Dataset START

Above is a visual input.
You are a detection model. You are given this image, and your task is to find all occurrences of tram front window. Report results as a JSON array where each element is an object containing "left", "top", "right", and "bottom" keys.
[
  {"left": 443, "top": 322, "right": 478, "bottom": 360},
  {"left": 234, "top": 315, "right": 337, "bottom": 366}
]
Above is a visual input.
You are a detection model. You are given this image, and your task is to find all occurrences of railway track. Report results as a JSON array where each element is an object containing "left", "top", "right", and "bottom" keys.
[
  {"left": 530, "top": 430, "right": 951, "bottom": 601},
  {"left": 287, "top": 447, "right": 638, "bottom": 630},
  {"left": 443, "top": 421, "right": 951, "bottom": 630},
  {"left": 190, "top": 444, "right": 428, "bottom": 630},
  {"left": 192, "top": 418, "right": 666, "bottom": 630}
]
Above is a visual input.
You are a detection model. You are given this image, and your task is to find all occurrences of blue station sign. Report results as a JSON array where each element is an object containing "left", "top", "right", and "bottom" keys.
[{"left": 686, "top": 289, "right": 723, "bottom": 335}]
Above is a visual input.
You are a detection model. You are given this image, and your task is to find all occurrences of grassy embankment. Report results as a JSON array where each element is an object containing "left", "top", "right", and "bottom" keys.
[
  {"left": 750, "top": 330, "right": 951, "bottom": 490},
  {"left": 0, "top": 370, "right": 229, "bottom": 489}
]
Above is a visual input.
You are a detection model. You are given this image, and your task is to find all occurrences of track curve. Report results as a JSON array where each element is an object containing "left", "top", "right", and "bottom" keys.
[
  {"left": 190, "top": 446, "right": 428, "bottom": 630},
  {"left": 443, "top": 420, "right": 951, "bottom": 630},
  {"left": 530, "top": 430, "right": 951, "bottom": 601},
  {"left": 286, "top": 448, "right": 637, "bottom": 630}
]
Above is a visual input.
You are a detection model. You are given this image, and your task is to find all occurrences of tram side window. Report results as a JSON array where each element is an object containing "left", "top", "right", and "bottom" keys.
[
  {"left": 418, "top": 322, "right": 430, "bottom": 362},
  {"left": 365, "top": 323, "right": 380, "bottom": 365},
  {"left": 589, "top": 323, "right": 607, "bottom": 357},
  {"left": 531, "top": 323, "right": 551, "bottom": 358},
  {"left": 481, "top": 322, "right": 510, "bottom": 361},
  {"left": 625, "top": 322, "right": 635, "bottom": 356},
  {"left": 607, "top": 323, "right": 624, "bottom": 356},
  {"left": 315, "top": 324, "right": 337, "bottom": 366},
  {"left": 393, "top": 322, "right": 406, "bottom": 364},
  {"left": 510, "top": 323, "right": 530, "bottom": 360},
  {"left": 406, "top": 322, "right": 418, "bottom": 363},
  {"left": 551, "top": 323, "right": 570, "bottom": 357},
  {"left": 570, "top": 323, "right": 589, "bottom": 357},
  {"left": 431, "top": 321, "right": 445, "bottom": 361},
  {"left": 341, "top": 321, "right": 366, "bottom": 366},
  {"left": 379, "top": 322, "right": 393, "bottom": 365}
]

Dataset END

What needs to be done: Your reply should repeat the entire listing, word for word and complete.

Answer to this task:
Above is a visual input.
You are a detection model. You are given this image, and your task is to find all occurrences of tram front window. Report results as a JSON array where each element is an object containing "left", "top", "right", and "bottom" keys.
[
  {"left": 443, "top": 322, "right": 478, "bottom": 360},
  {"left": 234, "top": 315, "right": 337, "bottom": 366}
]
Above is a visual input.
You are a detection model. You are given this image, and your task is to find all occurrences of railway track. Report results as a JSON array where each element is an object containing "left", "top", "right", and "bottom" keys.
[
  {"left": 530, "top": 430, "right": 951, "bottom": 601},
  {"left": 287, "top": 447, "right": 638, "bottom": 630},
  {"left": 443, "top": 421, "right": 951, "bottom": 630},
  {"left": 190, "top": 444, "right": 428, "bottom": 630},
  {"left": 192, "top": 418, "right": 666, "bottom": 630}
]
Above is a visual input.
You are a detection model. You are given this image, and your task is to find all occurrences of blue station sign. Report results as a JSON array where each element is an object containing "left", "top", "right", and "bottom" keys.
[{"left": 686, "top": 289, "right": 723, "bottom": 335}]
Above is a visual input.
You are a detection model. You are given this image, and your task is to find all occurrences of grassy embankment. Report results as a JSON array where each element is an object containing "left", "top", "right", and "bottom" keys.
[
  {"left": 750, "top": 330, "right": 951, "bottom": 490},
  {"left": 0, "top": 370, "right": 229, "bottom": 489}
]
Above is a visual input.
You are a detection model. You are given this image, and your task is to find all occurrences of track curve. Report results as a JSON array where each element is an object containing "left", "top", "right", and "bottom" keys.
[
  {"left": 190, "top": 446, "right": 428, "bottom": 630},
  {"left": 443, "top": 420, "right": 951, "bottom": 630},
  {"left": 530, "top": 430, "right": 951, "bottom": 601},
  {"left": 286, "top": 448, "right": 637, "bottom": 630}
]
Above is a visual input.
You are a detection model. You are given this image, and your task is to find all occurrences of tram side window. Report results as a JSON array where each element is an object containing "left", "top", "right", and "bottom" keys.
[
  {"left": 418, "top": 322, "right": 430, "bottom": 362},
  {"left": 365, "top": 323, "right": 380, "bottom": 365},
  {"left": 589, "top": 323, "right": 607, "bottom": 357},
  {"left": 531, "top": 323, "right": 551, "bottom": 358},
  {"left": 481, "top": 322, "right": 510, "bottom": 361},
  {"left": 625, "top": 322, "right": 635, "bottom": 356},
  {"left": 607, "top": 323, "right": 624, "bottom": 356},
  {"left": 315, "top": 324, "right": 337, "bottom": 366},
  {"left": 393, "top": 322, "right": 406, "bottom": 364},
  {"left": 510, "top": 323, "right": 530, "bottom": 360},
  {"left": 406, "top": 322, "right": 418, "bottom": 363},
  {"left": 551, "top": 323, "right": 570, "bottom": 357},
  {"left": 570, "top": 323, "right": 589, "bottom": 357},
  {"left": 431, "top": 321, "right": 445, "bottom": 361},
  {"left": 341, "top": 321, "right": 366, "bottom": 366},
  {"left": 379, "top": 322, "right": 393, "bottom": 365}
]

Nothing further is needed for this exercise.